Convert the lines below into a JSON list of strings, one string per line, leaving out any blank lines.

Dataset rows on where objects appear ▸
—————

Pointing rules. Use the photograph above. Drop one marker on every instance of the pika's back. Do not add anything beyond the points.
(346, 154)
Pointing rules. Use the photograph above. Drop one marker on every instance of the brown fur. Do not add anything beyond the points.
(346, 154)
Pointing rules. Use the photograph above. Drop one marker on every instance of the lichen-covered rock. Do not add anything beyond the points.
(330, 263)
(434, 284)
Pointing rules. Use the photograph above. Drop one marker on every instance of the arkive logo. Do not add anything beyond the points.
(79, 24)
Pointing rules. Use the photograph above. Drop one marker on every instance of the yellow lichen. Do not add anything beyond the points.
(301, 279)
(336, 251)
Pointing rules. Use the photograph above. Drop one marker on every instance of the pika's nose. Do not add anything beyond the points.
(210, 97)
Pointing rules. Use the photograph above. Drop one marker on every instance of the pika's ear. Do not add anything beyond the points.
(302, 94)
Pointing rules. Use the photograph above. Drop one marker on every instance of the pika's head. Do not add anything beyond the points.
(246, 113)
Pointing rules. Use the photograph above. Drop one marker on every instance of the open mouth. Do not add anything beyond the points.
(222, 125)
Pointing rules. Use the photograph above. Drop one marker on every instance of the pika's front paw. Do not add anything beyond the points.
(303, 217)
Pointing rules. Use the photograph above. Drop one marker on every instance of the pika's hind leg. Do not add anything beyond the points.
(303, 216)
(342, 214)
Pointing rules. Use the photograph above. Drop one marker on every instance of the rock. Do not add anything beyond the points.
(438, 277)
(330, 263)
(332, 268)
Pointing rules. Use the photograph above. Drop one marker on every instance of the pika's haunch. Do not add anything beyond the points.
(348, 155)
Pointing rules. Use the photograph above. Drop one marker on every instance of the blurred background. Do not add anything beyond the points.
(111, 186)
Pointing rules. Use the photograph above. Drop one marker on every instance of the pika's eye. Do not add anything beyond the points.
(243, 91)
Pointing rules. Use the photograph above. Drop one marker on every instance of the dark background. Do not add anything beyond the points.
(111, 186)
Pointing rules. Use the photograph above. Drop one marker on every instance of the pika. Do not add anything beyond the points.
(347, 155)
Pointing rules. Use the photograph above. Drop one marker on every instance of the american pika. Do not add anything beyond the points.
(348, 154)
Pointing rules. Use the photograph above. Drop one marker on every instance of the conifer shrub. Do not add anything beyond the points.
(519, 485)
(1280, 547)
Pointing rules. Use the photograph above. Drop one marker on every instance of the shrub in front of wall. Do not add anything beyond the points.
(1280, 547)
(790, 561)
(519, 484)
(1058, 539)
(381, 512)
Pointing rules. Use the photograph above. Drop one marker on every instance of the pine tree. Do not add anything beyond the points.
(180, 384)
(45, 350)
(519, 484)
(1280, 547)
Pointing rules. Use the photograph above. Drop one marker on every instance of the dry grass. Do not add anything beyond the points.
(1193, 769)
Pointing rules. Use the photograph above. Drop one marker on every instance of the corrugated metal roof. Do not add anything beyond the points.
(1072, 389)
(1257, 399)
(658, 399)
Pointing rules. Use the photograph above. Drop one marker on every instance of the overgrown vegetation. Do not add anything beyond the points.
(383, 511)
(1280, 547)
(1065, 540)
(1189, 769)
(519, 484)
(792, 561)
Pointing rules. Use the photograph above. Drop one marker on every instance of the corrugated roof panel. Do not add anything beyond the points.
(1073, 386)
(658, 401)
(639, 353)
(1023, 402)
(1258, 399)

—————

Output of the task ▸
[
  "Pointing rules. Use the photograph above. Drop one marker on every instance of the pika's back. Do not add anything beyond the points.",
  "(346, 154)",
  "Pointing rules. Use the photograph above. Drop one marker on every instance of the brown fur. Do not add anything beyond the points.",
  "(346, 154)",
  "Pointing rules. Use the photograph above. Drop one marker on every instance of the lichen-covered rock. Do not add anything beyond the points.",
  "(330, 263)",
  "(434, 284)",
  "Pointing rules. Use the photograph above. Drop one marker on every instance of the arkive logo. Do not add anything beyond the points.",
  "(79, 24)",
  "Pointing rules. Use the photograph above. Drop one marker on every instance of the yellow lichen. Do not add anything beyond the points.",
  "(301, 279)",
  "(336, 251)",
  "Pointing rules. Use the photograph above. Drop one marker on every instance of the pika's nose. Do not add anything beyond the points.",
  "(210, 97)",
  "Pointing rules. Use the photograph above. Drop one marker on every instance of the pika's ear. Do not add anything beyond the points.",
  "(302, 94)",
  "Pointing rules. Use the photograph above. Drop one marker on every instance of the pika's head. Do not add anything beyond the points.",
  "(246, 113)",
  "Pointing rules. Use the photograph above. Drop one marker on every instance of the open mouth. Do not add anything beyond the points.",
  "(222, 125)",
  "Pointing rules. Use the photograph above. Drop one marker on every instance of the pika's front paw. Do not add anything beyond the points.",
  "(303, 217)",
  "Pointing rules. Use the photograph above. Drop one marker on every instance of the pika's hind leg. Do not add anything beyond the points.",
  "(303, 216)",
  "(342, 214)",
  "Pointing rules. Use the photograph above. Drop one marker on every instance of the rock. Do not add anything beyond the points.",
  "(438, 277)",
  "(330, 263)",
  "(332, 268)",
  "Pointing rules. Use the photograph above. Drop one marker on every instance of the pika's haunch. Do not add anything beyond the points.",
  "(348, 155)",
  "Pointing rules. Use the photograph above. Drop one marker on every instance of the blurred background. Do not add anything beyond the points.",
  "(111, 186)",
  "Pointing rules. Use the photograph above. Drop one marker on every instance of the pika's eye. Do not add anything beyond the points.",
  "(243, 91)",
  "Pointing rules. Use the photograph above. Drop one marker on every instance of the dark background. Do not add anything beyond the points.",
  "(111, 186)",
  "Pointing rules. Use the photograph above. Drop one marker on every instance of the pika. Do not add anything beyond the points.",
  "(347, 155)",
  "Pointing rules. Use the photograph above. Drop one marker on every instance of the american pika. Do not add anything beyond the points.",
  "(348, 154)",
  "Pointing rules. Use the photograph above. Drop one marker on every instance of the conifer shrub. Do not add anything beyond the points.",
  "(519, 485)",
  "(1280, 547)",
  "Pointing rules. Use the photograph above. Drop one marker on every instance of the shrub in front of wall. Do not add anything beyond the points.",
  "(1280, 547)",
  "(790, 561)",
  "(519, 484)",
  "(1058, 539)",
  "(381, 512)",
  "Pointing rules. Use the photograph above. Drop one marker on every instance of the pine tree. Do not add anything beyond the points.",
  "(180, 384)",
  "(45, 350)",
  "(519, 484)",
  "(1280, 547)",
  "Pointing rules. Use the photograph above. Drop one marker on every instance of the dry grass. Do not add anything beyond the points.",
  "(1193, 769)",
  "Pointing rules. Use the photograph above. Drop one marker on every instance of the corrugated metal roof. Do not add anything beyond the points.",
  "(1072, 389)",
  "(1257, 399)",
  "(658, 399)",
  "Pointing rules. Use the photograph above. Drop one marker on every instance of the overgrown vegetation. Do not add anything beyond the points.",
  "(383, 511)",
  "(1280, 547)",
  "(1065, 540)",
  "(1189, 769)",
  "(519, 484)",
  "(792, 561)",
  "Pointing rules. Use the photograph above. Drop one marker on every instance of the corrugated roof panel. Do not add anything beyond the points.",
  "(1073, 386)",
  "(658, 401)",
  "(639, 353)",
  "(1023, 402)",
  "(1258, 399)"
]